Items in a dataset:
* * *

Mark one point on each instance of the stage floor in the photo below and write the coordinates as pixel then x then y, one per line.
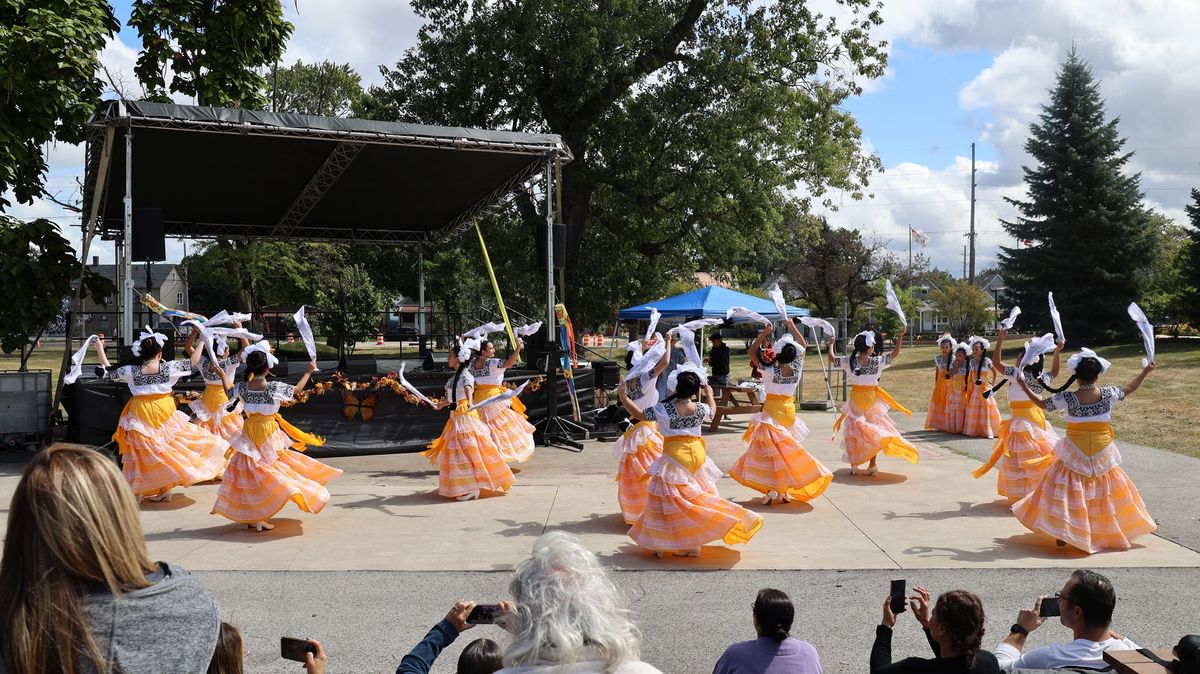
pixel 387 516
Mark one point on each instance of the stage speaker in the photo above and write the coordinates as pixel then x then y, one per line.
pixel 149 239
pixel 559 246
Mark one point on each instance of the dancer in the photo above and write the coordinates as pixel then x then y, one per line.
pixel 160 450
pixel 683 510
pixel 641 444
pixel 210 409
pixel 935 420
pixel 466 455
pixel 1026 437
pixel 983 413
pixel 507 420
pixel 774 462
pixel 957 391
pixel 268 468
pixel 1085 499
pixel 865 414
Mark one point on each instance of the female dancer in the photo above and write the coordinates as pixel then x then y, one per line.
pixel 1085 499
pixel 775 463
pixel 160 450
pixel 267 469
pixel 507 420
pixel 466 455
pixel 1026 435
pixel 935 420
pixel 983 413
pixel 957 390
pixel 683 510
pixel 210 409
pixel 641 445
pixel 865 414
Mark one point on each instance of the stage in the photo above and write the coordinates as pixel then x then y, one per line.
pixel 387 516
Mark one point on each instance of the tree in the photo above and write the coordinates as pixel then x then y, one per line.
pixel 37 265
pixel 1080 212
pixel 835 266
pixel 214 48
pixel 966 307
pixel 689 120
pixel 49 53
pixel 325 89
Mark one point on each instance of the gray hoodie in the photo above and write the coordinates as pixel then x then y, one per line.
pixel 169 626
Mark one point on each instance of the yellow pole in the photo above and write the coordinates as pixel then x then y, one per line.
pixel 496 287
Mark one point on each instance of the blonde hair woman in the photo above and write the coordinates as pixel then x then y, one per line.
pixel 78 593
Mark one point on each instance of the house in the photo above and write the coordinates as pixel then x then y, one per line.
pixel 168 284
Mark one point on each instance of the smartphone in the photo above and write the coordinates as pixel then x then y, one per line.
pixel 295 649
pixel 1050 607
pixel 484 614
pixel 899 596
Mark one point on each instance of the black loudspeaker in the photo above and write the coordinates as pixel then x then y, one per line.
pixel 149 239
pixel 559 246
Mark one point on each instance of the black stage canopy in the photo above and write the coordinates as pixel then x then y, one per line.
pixel 245 174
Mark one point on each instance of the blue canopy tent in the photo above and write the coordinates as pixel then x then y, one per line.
pixel 707 302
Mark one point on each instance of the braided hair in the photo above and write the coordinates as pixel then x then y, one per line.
pixel 960 613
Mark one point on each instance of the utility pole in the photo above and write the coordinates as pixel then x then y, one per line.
pixel 972 235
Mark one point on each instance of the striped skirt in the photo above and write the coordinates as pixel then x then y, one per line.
pixel 467 457
pixel 160 449
pixel 636 451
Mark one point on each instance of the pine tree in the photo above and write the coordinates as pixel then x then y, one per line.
pixel 1092 240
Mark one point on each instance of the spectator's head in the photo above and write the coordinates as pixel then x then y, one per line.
pixel 229 654
pixel 73 523
pixel 958 621
pixel 481 656
pixel 773 614
pixel 1087 601
pixel 567 609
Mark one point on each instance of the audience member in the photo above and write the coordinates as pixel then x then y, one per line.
pixel 569 617
pixel 481 656
pixel 1086 603
pixel 954 631
pixel 774 651
pixel 77 589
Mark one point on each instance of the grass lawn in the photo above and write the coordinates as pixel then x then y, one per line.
pixel 1155 415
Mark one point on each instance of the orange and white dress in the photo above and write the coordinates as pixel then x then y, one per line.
pixel 268 469
pixel 209 410
pixel 637 449
pixel 466 453
pixel 774 459
pixel 864 422
pixel 683 510
pixel 1085 498
pixel 1023 441
pixel 507 420
pixel 983 417
pixel 160 449
pixel 935 420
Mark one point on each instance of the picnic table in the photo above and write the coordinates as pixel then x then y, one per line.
pixel 733 399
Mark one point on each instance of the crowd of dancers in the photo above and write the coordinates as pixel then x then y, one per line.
pixel 1071 487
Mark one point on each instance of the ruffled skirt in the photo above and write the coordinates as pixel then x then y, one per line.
pixel 467 457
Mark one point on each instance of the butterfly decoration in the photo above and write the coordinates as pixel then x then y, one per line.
pixel 363 408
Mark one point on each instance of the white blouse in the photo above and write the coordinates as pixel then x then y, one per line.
pixel 151 384
pixel 670 422
pixel 868 374
pixel 1079 413
pixel 492 373
pixel 267 401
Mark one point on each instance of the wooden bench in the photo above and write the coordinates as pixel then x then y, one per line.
pixel 733 399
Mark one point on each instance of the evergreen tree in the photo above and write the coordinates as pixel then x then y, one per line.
pixel 1092 240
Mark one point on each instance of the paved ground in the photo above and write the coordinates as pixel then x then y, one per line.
pixel 382 564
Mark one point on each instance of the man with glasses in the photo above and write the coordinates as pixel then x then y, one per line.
pixel 1085 606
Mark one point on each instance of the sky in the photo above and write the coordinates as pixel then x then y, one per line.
pixel 959 72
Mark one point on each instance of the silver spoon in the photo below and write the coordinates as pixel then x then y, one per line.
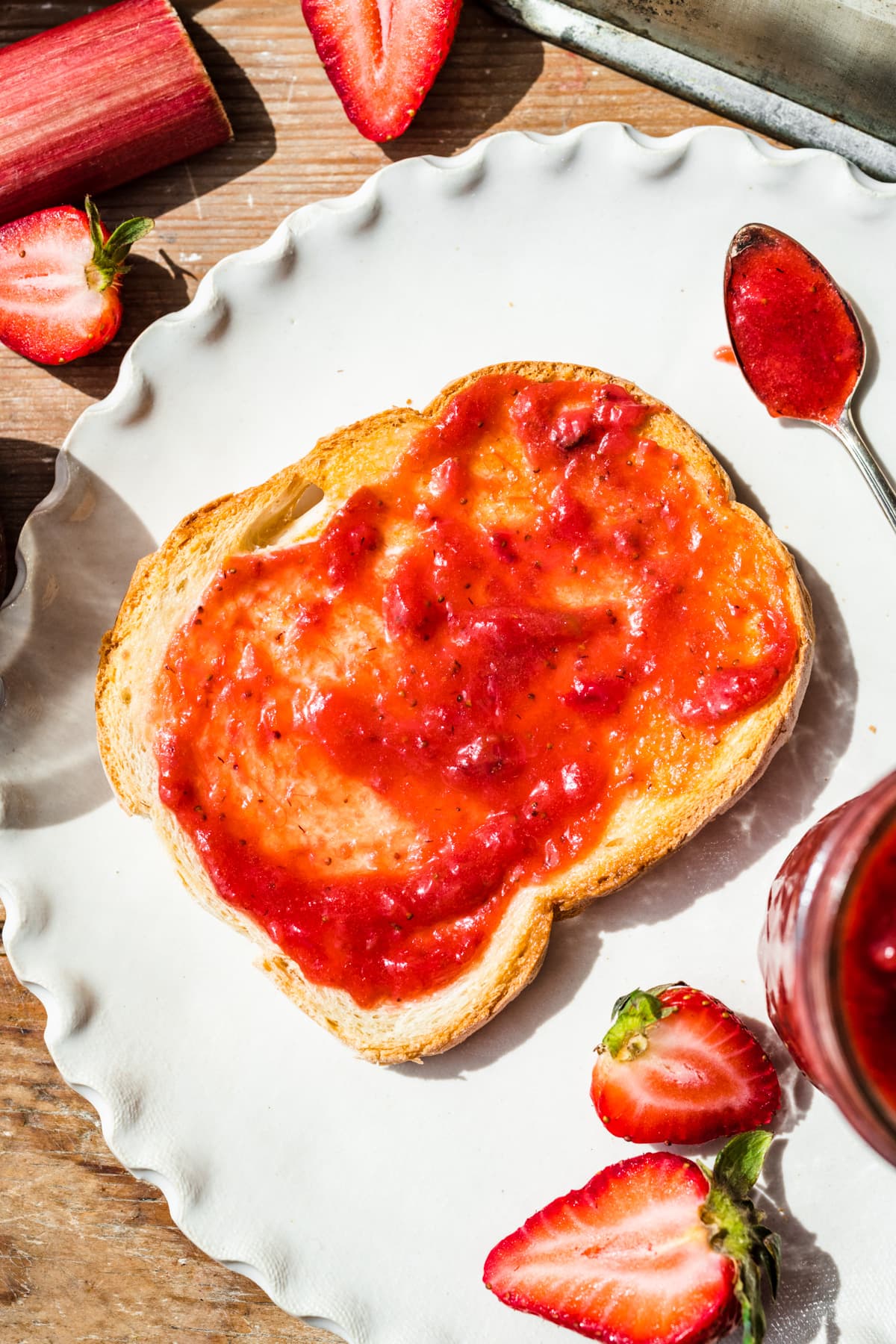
pixel 844 426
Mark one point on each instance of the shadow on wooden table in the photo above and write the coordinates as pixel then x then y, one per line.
pixel 455 112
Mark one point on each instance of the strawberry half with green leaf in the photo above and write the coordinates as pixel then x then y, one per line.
pixel 679 1068
pixel 653 1250
pixel 382 55
pixel 60 279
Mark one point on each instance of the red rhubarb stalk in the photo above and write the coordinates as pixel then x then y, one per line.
pixel 100 101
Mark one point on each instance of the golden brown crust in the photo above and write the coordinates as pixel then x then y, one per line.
pixel 166 589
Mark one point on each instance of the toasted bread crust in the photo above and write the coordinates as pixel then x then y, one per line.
pixel 166 589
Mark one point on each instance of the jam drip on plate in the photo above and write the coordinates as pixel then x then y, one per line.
pixel 374 738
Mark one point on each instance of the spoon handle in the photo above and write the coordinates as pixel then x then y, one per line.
pixel 867 463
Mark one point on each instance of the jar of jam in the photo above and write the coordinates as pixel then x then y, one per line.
pixel 828 956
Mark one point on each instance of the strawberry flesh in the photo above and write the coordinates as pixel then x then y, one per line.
pixel 625 1260
pixel 60 280
pixel 382 55
pixel 689 1077
pixel 653 1250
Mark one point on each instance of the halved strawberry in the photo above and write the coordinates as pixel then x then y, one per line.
pixel 679 1068
pixel 653 1250
pixel 382 55
pixel 60 280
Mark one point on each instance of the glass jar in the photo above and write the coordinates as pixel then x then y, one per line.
pixel 809 948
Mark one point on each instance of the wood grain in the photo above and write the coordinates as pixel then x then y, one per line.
pixel 87 1251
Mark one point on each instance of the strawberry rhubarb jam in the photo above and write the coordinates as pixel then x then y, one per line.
pixel 797 337
pixel 376 735
pixel 867 965
pixel 829 960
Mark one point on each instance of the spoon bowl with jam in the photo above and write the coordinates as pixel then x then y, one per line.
pixel 798 342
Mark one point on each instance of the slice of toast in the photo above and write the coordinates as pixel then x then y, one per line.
pixel 168 588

* * *

#### TASK DIRECTIONS:
Retype all of the items above word for word, leaving out the pictures.

#### WRITTEN RESPONSE:
Mark one point on each instance of the stage floor in the photo below and write the coordinates as pixel then x then y, one per line.
pixel 387 516
Mark one point on each instance of the stage speaker in the photo above and write the coordinates as pixel then x then y, one per line.
pixel 149 239
pixel 559 246
Mark one point on each instance of the dancer in the photo above and write the coordinates as pixel then x then y, one per line.
pixel 160 450
pixel 683 510
pixel 641 444
pixel 210 409
pixel 935 420
pixel 466 455
pixel 1026 437
pixel 983 413
pixel 507 420
pixel 774 462
pixel 957 391
pixel 268 468
pixel 1085 499
pixel 865 414
Mark one point on each instance of the female dancer in the photo above and write the coordinates as pixel then x then y, one per line.
pixel 1085 499
pixel 775 463
pixel 160 450
pixel 267 469
pixel 507 420
pixel 466 455
pixel 1026 435
pixel 935 420
pixel 983 413
pixel 957 390
pixel 683 510
pixel 210 409
pixel 641 445
pixel 865 414
Mark one point on each instance of the stage in the photo above and write the coordinates as pixel then x then y, one per line.
pixel 387 516
Mark one point on each instance of the tree in the photo above and write the coordinates as pixel then x then y, one per line.
pixel 37 265
pixel 1080 212
pixel 835 266
pixel 214 48
pixel 966 307
pixel 689 120
pixel 49 53
pixel 325 89
Mark one point on each instance of the gray hoodie in the photo above and write the coordinates as pixel then x then y, one per line.
pixel 169 626
Mark one point on each instance of the yellow pole in the photo above and write the coordinates as pixel then x then y, one per line.
pixel 496 287
Mark one point on each instance of the blonde hair woman in the photo above and write the coordinates as pixel then x then y, one per line.
pixel 78 593
Mark one point on each instance of the house in the photo above and write the coordinates as pixel then x then y, one per line.
pixel 168 284
Mark one point on each instance of the smartphone in the photo above and write the coordinates as pixel then x then y, one per line.
pixel 295 649
pixel 1050 607
pixel 484 614
pixel 899 596
Mark one point on each instance of the black loudspeaker in the photo above and write the coordinates as pixel then x then y, one per line.
pixel 149 239
pixel 559 246
Mark one point on each instance of the black stage canopy in the photo above and write the coordinates as pixel then x then y, one per line.
pixel 245 174
Mark one point on each instance of the blue canopy tent in the photo above and write the coordinates as pixel then x then y, one per line.
pixel 707 302
Mark one point on each instance of the braided hair in the photo above and write the coordinates as pixel then x then y, one per line.
pixel 960 613
Mark one point on each instance of the utility pole in the photo above and write the coordinates as pixel then x then y, one per line.
pixel 972 235
Mark one point on each instance of the striped skirt in the photo above and write the coordinates as pixel then x then y, one per line.
pixel 467 457
pixel 160 449
pixel 636 451
Mark one point on each instance of the pine tree in the photo above and write the coordinates as pixel then x then y, one per line.
pixel 1092 240
Mark one point on each instance of the spectator's head in the photo above and write the coordinates as pixel then x then y, one per line.
pixel 229 654
pixel 73 523
pixel 958 621
pixel 481 656
pixel 773 614
pixel 1087 601
pixel 567 609
Mark one point on each instance of the audience member in the photo above and write the coordinates as pixel then x then y, one per line.
pixel 569 617
pixel 481 656
pixel 1086 603
pixel 954 631
pixel 774 651
pixel 77 589
Mark one point on each instance of the grass lawn in the photo above and write the coordinates as pixel then x then y, one per line.
pixel 1155 415
Mark one point on each instance of the orange and white dress in the photo above and write the coordinates as pixel then x then y, one per line.
pixel 268 469
pixel 209 410
pixel 637 449
pixel 466 453
pixel 774 459
pixel 864 422
pixel 683 510
pixel 1085 498
pixel 1023 441
pixel 507 420
pixel 983 417
pixel 160 449
pixel 935 420
Mark one point on each instance of the picnic table in the photo above and write the coordinates as pixel then x then y, one per line.
pixel 733 399
Mark one point on each instance of the crowd of dancers in the photo above and write the coordinates as pixel then x then y, one per line.
pixel 1071 487
Mark one point on each instance of the ruffled skirt in the photo above and write the coordinates as pixel then x then y, one per line.
pixel 467 457
Mark one point on each instance of the butterfly decoration in the photo above and write the coordinates as pixel then x then y, one per line.
pixel 363 408
Mark one point on each instance of the white blouse in the photo above and write the coordinates as pixel then x then y, one per line.
pixel 151 384
pixel 670 422
pixel 868 374
pixel 1079 413
pixel 492 373
pixel 267 401
Mark one point on each instance of the wooden bench in the photo above and write the coordinates as pixel then x then y, one per line.
pixel 733 399
Mark one point on each instance of the evergreen tree in the photo above and write the coordinates as pixel then x then y, one per line.
pixel 1092 240
Mark one point on each instance of the paved ground in the photo above and write the coordinates as pixel then x then y, one per line.
pixel 382 564
Mark one point on each instance of the man with glasses in the photo above and write the coordinates as pixel then x then y, one per line.
pixel 1085 606
Mark one point on each instance of the sky in the photo above and write the coordinates as pixel then x then y, one per line.
pixel 959 72
Mark one point on each instance of the silver spoon in the photo below and write the coordinates as pixel then x then y, one per line.
pixel 844 426
Mark one point on each instance of the shadow on wooden table in the photo above and write the coordinates as pixel then x then y, one per line.
pixel 455 112
Mark one point on each instance of the strawberry half with green leaf in the photo above and write the coordinates as pixel then x then y, one per line.
pixel 679 1068
pixel 653 1250
pixel 382 55
pixel 60 279
Mark one point on each instance of the red rhubarb stalk in the photo above and write the coordinates as pixel then x then y, one per line.
pixel 100 101
Mark one point on each instance of the golden brown crust in the photo above and write the coordinates as pixel then x then y, one per line.
pixel 166 589
Mark one point on each instance of the toasted bread crust in the photo above and write the coordinates as pixel then x then y, one per line.
pixel 166 589
Mark one point on each instance of the jam drip on plate in the photo above and write the coordinates as pixel then x then y, one per line.
pixel 374 738
Mark one point on each instance of the spoon handle in the photo above and write the coordinates as pixel then x then y, one per line.
pixel 867 463
Mark one point on each instance of the jar of jam in the photo above and write the coordinates as pixel then x then y, one per line.
pixel 828 956
Mark one point on each instance of the strawberry flesh in the photo above and write the coordinates as pixel then x then y, one per line.
pixel 625 1260
pixel 60 280
pixel 382 55
pixel 689 1077
pixel 653 1250
Mark one point on each instance of the halved strawberry in the photo above and write the coordinates as pixel then x then y, one per line.
pixel 679 1068
pixel 653 1250
pixel 382 55
pixel 60 280
Mark one point on each instance of the glass jar in the photo above and write the coordinates as pixel then x then y, one per line.
pixel 809 948
Mark one point on each instance of the wood grain in the photo above and write the coordinates as pixel then x then y, one per line.
pixel 87 1251
Mark one point on each instance of the strawberry rhubarb jam in the photo above and write the coordinates as pixel then x then y, one per line.
pixel 797 337
pixel 376 735
pixel 867 965
pixel 829 960
Mark one point on each instance of the spoon bowl with jam in the photo above and write the coordinates as pixel then x then y, one per line.
pixel 798 342
Mark one point on each instance of the slice of toast in the photo above and write the coordinates as pixel then x then y, one per line.
pixel 168 588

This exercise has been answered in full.